- **Problem to solve**: Convert every line of the entries below into a numbered list, omitting any blank lines.

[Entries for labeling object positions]
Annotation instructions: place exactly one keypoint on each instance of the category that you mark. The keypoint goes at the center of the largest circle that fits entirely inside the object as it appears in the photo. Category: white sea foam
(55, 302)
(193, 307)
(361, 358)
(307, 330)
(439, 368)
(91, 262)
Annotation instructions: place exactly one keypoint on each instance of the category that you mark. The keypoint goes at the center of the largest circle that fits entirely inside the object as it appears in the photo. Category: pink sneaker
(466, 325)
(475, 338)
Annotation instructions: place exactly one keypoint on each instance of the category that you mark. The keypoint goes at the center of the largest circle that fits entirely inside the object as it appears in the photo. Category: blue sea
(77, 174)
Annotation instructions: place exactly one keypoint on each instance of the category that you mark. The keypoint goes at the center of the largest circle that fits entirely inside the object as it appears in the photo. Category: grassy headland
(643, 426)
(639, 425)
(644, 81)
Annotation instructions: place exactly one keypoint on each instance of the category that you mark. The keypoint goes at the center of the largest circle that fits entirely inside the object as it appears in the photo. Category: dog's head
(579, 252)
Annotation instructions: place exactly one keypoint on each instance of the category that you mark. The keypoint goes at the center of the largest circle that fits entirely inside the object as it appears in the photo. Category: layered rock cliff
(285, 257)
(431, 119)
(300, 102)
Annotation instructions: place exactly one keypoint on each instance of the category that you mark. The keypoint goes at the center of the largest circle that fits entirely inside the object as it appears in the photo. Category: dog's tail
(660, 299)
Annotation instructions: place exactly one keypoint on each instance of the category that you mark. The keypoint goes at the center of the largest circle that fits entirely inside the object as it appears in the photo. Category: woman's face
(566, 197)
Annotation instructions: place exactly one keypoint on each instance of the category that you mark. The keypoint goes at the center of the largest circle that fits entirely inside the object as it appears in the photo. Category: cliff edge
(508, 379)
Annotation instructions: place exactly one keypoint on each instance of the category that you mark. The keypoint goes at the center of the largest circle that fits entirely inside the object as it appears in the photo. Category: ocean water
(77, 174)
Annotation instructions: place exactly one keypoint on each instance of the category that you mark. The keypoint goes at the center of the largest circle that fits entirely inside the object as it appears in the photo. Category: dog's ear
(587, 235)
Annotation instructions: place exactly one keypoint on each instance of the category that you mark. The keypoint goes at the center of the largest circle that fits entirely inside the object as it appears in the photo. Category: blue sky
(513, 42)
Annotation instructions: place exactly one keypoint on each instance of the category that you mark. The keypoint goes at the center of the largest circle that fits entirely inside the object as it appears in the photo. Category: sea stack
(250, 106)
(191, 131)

- **Solution for this problem**:
1. Annotation instructions: place exactly one keypoint on each instance of the category that you mark. The keypoint goes at the center of the largest circle that fits entirely inside the object as it appears in the photo. Category: white sea foam
2. (55, 302)
3. (193, 307)
4. (361, 358)
5. (307, 330)
6. (439, 368)
7. (91, 262)
8. Annotation instructions: place exactly one keypoint on each instance of the category that you mark. The keypoint goes at the center of the largest circle that fits entirely inside the object as it appears in the photo. Category: pink sneaker
9. (466, 325)
10. (475, 338)
11. Annotation instructions: place exactly one keypoint on each instance of the category that you mark. The keypoint goes at the center of the largest circle that fits entirely inside the object as it appears in the photo. Category: blue sea
12. (77, 174)
13. Annotation instructions: place exactly one keypoint on each instance of the category that you mark. The keypoint goes at the center of the largest circle that fits entirely inside the object as it appears in the photo. Category: grassy headland
14. (643, 426)
15. (639, 425)
16. (644, 81)
17. Annotation instructions: place exactly one keypoint on each instance of the category that you mark. The keypoint goes at the center of the largest circle that fits entirely inside the object as it appears in the photo. Category: dog's head
18. (579, 252)
19. Annotation instructions: place exactly one keypoint on each instance of the category that you mark. The keypoint goes at the center of the largest circle that fits entirely inside the object as it appears in the photo. Category: layered rock cliff
20. (285, 257)
21. (431, 119)
22. (300, 102)
23. Annotation instructions: place exactly one keypoint on each instance of the category that you mark. The keypoint goes at the center of the largest circle that fits entirely inside the object as it appears in the photo. Category: dog's tail
24. (660, 299)
25. Annotation instructions: place exactly one keypoint on each instance of the category that you mark. The keypoint goes at the center of the largest circle that fits entirely inside the object as it appears in the photo. Category: woman's face
26. (566, 197)
27. Annotation instructions: place exactly one keypoint on each instance of the category that you mark. The keypoint goes at the center of the largest circle that fits entirely inside the object as it appears in the photo. Category: cliff edge
28. (508, 379)
29. Annotation instructions: place exactly one keypoint on each instance of the category that you mark. The keypoint goes at the center of the largest circle that fits entirely inside the object as it appears in the photo. Category: ocean water
30. (77, 174)
31. Annotation instructions: place exactly one keypoint on each instance of the category that you mark. The keypoint goes at the center of the largest circle that fits entirely inside the object as it appears in the photo. Category: dog's ear
32. (587, 235)
33. Annotation instructions: place exactly one keypoint on each instance of the category that you mark. The keypoint goes at the center of the largest circle that fits entirely inside the object as it appears in the photo. Category: blue sky
34. (513, 42)
35. Annotation instructions: place exactly one keypoint on each instance of the category that you mark. The keypoint goes at the center of the largest circle that fits entirely inside the object as it appears in the photo. Category: sea stack
36. (250, 106)
37. (191, 131)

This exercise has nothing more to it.